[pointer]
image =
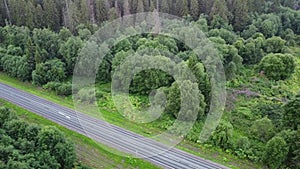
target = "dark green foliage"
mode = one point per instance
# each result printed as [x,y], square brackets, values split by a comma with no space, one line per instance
[275,153]
[174,100]
[262,129]
[222,135]
[50,71]
[277,66]
[69,51]
[25,146]
[291,116]
[63,89]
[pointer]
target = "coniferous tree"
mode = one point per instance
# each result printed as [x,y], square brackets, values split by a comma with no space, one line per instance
[195,11]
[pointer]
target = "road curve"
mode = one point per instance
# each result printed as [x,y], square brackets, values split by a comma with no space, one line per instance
[110,135]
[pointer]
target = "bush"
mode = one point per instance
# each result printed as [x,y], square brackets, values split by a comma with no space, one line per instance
[63,89]
[277,66]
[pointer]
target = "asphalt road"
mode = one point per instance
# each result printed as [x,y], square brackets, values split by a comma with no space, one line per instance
[102,132]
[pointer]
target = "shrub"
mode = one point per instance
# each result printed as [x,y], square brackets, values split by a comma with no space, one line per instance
[277,66]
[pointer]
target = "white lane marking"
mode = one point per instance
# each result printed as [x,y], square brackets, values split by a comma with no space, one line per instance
[63,114]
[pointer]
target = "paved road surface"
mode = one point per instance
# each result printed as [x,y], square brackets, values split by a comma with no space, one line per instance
[110,135]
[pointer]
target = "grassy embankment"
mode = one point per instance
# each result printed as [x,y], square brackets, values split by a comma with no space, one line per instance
[89,152]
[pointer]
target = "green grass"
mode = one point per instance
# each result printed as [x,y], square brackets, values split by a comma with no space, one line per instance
[112,116]
[89,152]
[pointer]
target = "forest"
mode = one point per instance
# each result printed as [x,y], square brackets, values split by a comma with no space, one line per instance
[258,42]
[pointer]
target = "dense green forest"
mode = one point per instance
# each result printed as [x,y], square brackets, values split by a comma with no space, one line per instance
[258,42]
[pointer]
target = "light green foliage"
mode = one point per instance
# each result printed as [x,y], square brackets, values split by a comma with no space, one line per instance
[47,43]
[220,8]
[52,70]
[69,51]
[291,116]
[222,135]
[174,97]
[262,129]
[276,152]
[275,45]
[277,66]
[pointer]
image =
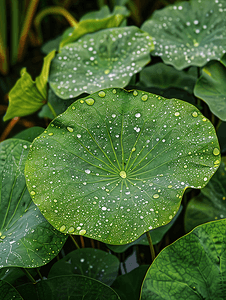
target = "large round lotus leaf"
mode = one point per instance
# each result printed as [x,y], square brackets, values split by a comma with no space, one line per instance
[93,263]
[116,163]
[189,33]
[73,287]
[162,76]
[107,58]
[194,267]
[26,238]
[8,292]
[211,88]
[210,204]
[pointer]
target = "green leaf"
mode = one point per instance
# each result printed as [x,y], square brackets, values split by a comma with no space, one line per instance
[26,238]
[193,267]
[73,287]
[85,66]
[101,168]
[29,134]
[210,204]
[156,235]
[163,76]
[8,292]
[89,262]
[28,96]
[211,88]
[128,286]
[91,25]
[189,33]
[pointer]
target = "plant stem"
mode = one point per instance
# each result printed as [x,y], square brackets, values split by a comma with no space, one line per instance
[150,245]
[52,109]
[74,241]
[39,273]
[53,10]
[29,275]
[26,27]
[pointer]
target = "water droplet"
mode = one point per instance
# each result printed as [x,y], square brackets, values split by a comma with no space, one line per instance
[101,94]
[82,232]
[122,174]
[135,93]
[144,98]
[90,101]
[70,129]
[71,229]
[216,151]
[156,196]
[62,228]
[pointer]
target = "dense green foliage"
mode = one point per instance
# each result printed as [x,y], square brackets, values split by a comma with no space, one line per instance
[129,150]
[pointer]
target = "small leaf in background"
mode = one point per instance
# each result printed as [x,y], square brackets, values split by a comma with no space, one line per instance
[89,262]
[29,134]
[103,59]
[128,286]
[100,169]
[189,33]
[210,204]
[156,235]
[28,96]
[8,292]
[90,26]
[73,287]
[59,105]
[211,88]
[193,267]
[26,238]
[162,76]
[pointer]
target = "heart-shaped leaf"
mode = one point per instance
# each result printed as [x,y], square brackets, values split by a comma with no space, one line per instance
[26,238]
[28,96]
[211,88]
[162,76]
[116,163]
[8,292]
[73,287]
[89,262]
[210,204]
[103,59]
[189,33]
[193,267]
[156,235]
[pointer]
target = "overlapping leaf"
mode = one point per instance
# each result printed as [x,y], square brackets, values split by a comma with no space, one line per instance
[116,164]
[191,268]
[26,238]
[211,88]
[107,58]
[189,33]
[210,204]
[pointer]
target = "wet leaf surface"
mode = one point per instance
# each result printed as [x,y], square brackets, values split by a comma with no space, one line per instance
[101,170]
[189,33]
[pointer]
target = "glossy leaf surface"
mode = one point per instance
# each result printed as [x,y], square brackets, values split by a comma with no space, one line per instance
[104,59]
[89,262]
[101,168]
[8,292]
[73,287]
[189,33]
[193,267]
[211,88]
[28,96]
[26,238]
[210,204]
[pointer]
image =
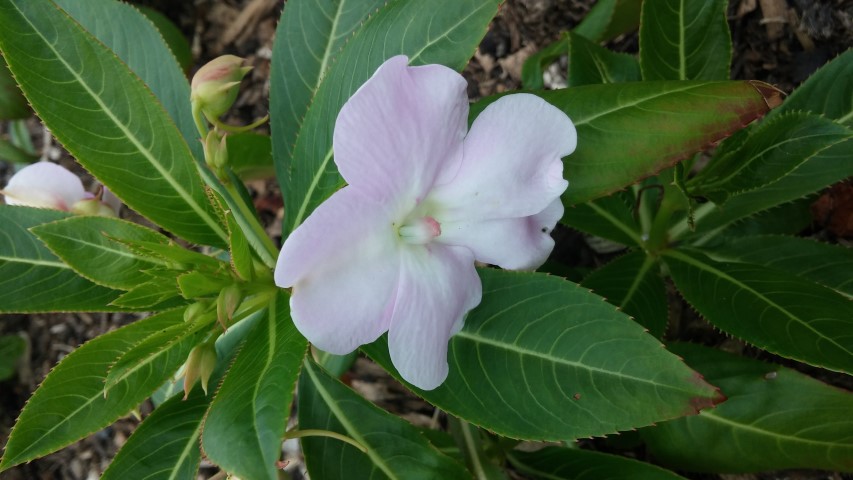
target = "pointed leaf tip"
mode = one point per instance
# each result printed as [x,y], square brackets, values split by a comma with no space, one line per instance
[772,96]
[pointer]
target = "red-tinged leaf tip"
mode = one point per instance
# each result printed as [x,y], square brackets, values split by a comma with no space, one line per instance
[772,95]
[699,402]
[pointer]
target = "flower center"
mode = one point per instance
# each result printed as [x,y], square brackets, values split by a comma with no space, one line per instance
[420,231]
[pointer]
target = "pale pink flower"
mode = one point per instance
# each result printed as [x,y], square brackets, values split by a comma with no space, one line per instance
[44,185]
[395,249]
[48,185]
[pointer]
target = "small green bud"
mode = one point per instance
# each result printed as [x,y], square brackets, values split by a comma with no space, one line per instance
[194,311]
[200,365]
[215,151]
[226,304]
[216,84]
[93,206]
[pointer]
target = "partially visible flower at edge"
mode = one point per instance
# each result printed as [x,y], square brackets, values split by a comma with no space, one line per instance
[48,185]
[395,249]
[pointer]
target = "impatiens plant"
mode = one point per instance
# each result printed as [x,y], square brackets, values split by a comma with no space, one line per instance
[407,211]
[423,202]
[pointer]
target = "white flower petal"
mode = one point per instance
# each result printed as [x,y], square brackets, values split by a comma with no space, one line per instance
[511,164]
[401,129]
[438,286]
[44,185]
[343,264]
[515,243]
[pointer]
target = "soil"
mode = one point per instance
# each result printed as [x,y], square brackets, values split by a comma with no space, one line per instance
[781,48]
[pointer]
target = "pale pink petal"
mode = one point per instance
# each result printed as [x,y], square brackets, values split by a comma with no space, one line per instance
[515,243]
[44,185]
[401,129]
[343,264]
[438,286]
[511,164]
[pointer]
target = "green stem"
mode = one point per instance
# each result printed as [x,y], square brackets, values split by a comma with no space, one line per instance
[244,214]
[232,129]
[200,123]
[682,228]
[252,227]
[311,432]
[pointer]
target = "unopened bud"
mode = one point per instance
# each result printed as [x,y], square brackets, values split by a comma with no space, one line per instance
[226,304]
[215,151]
[200,365]
[215,85]
[93,206]
[195,311]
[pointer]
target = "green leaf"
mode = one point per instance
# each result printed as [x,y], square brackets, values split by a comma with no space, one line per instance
[827,92]
[334,365]
[827,167]
[9,152]
[12,102]
[172,35]
[86,244]
[609,217]
[556,463]
[685,40]
[123,28]
[828,265]
[531,71]
[11,349]
[773,150]
[198,284]
[608,19]
[591,64]
[70,403]
[633,283]
[474,449]
[253,403]
[779,312]
[250,155]
[453,31]
[241,254]
[152,295]
[542,358]
[32,279]
[165,445]
[629,131]
[165,350]
[130,144]
[395,449]
[774,418]
[308,39]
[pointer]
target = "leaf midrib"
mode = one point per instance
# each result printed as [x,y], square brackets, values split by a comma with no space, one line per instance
[472,336]
[712,415]
[617,223]
[344,420]
[186,452]
[143,150]
[105,248]
[137,365]
[33,261]
[723,276]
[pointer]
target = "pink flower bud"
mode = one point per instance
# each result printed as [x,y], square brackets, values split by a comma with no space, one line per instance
[215,85]
[200,365]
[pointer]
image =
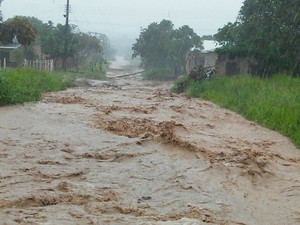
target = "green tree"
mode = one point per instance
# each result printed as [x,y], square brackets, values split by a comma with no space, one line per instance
[160,46]
[21,27]
[153,44]
[269,31]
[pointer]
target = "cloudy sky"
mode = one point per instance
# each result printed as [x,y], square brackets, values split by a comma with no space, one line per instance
[126,17]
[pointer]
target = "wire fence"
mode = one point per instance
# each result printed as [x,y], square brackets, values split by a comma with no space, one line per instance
[46,65]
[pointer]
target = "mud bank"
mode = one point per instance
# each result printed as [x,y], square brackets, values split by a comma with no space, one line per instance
[131,152]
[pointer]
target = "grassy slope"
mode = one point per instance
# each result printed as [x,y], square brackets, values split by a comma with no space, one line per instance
[25,85]
[273,103]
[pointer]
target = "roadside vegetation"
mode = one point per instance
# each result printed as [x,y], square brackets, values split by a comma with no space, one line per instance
[159,74]
[25,85]
[274,102]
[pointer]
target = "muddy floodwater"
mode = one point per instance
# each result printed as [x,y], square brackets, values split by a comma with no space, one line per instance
[128,151]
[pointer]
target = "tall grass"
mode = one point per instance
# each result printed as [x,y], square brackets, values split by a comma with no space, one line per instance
[273,102]
[25,85]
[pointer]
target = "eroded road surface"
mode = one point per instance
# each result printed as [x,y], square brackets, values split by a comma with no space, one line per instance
::::::::::
Please count the lines in the material above that contain the string "forest", matching case exactly, and give only the number.

2